All that should be output is the block of lines below from the line with "The user query" to the line with "Identify the relevant", both included, exactly as written.

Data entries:
********************

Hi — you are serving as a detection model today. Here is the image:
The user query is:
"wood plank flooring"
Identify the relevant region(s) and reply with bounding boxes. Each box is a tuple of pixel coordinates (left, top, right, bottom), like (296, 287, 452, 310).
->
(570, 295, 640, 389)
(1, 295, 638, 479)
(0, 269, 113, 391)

********************

WRITTEN ANSWER:
The user query is:
"wood plank flooring"
Identify the relevant region(s) and reply with bounding boxes. Each box is a tuple of pixel coordinates (left, top, right, bottom), like (296, 287, 452, 310).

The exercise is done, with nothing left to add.